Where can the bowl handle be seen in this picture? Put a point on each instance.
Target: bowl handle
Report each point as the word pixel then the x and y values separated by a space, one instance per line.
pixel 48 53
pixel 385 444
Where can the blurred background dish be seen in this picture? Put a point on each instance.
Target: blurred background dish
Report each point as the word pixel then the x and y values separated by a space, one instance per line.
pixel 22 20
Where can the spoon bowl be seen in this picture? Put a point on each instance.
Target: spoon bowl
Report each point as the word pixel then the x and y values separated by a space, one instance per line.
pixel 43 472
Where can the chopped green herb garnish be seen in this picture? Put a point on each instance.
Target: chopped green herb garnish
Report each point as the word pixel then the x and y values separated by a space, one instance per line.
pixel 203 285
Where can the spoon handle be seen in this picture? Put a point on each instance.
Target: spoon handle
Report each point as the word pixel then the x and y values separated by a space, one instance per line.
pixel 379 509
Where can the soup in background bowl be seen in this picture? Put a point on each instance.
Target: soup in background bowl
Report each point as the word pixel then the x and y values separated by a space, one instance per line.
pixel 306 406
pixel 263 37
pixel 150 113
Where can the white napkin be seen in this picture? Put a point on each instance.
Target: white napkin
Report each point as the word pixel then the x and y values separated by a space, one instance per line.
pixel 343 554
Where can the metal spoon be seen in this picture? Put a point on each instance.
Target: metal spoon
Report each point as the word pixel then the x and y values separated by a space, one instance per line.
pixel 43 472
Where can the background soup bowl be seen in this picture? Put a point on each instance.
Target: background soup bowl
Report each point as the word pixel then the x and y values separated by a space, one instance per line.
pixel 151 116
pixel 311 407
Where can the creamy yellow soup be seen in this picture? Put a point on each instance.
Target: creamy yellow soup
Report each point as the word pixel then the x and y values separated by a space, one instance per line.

=======

• TO BE DONE:
Give every line of the records above as a JSON list of strings, one string per line and no entries for blank lines.

• FINISHED ANSWER:
[
  "Where can the bowl handle be seen in this picture? Put a point on each instance.",
  "Target: bowl handle",
  "Report each point as the word pixel then the x and y values separated by a space, one instance per line.",
  "pixel 48 53",
  "pixel 385 444",
  "Where can the blurred background dish be seen in this picture? Put a point on each instance.",
  "Target: blurred background dish",
  "Report each point as the word pixel then the x and y values separated by a space, one instance per line.",
  "pixel 22 20",
  "Where can the spoon bowl be seen in this picture? Put a point on each instance.",
  "Target: spoon bowl",
  "Report each point as the word pixel then the x and y values separated by a space, one instance per line.",
  "pixel 43 472",
  "Where can the chopped green herb garnish be seen in this picture? Put a point on each instance.",
  "Target: chopped green herb garnish",
  "Report each point as the word pixel then the x and y values separated by a space, one instance per line.",
  "pixel 203 285",
  "Where can the spoon handle be seen in this picture? Put a point on each instance.",
  "Target: spoon handle",
  "Report each point as the word pixel then the x and y values separated by a space, one instance per line.",
  "pixel 379 509",
  "Where can the soup in background bowl be seen in this picture? Put a point on each instance.",
  "Target: soup in background bowl",
  "Report each point as the word pixel then the x and y values separated by a space, one instance per line.",
  "pixel 306 406",
  "pixel 263 37",
  "pixel 150 113",
  "Where can the white napkin be seen in this picture? Put a point on each instance.",
  "Target: white napkin",
  "Report each point as the word pixel then the x and y values separated by a space, one instance per line.",
  "pixel 343 554",
  "Where can the metal spoon be seen in this picture? Put a point on each instance.",
  "Target: metal spoon",
  "Report each point as the word pixel then the x and y values separated by a space, one instance per line.",
  "pixel 43 472",
  "Where can the background soup bowl be seen in this picture? Put a point on each instance.",
  "Target: background soup bowl",
  "Report each point as the word pixel then the x and y values separated by a space, one instance per line.",
  "pixel 151 116",
  "pixel 311 407",
  "Where can the creamy yellow soup be seen in this picture? Put a point on each instance.",
  "Target: creamy yellow soup",
  "Report each point as the word pixel then the x and y values separated by a space, one instance per line."
]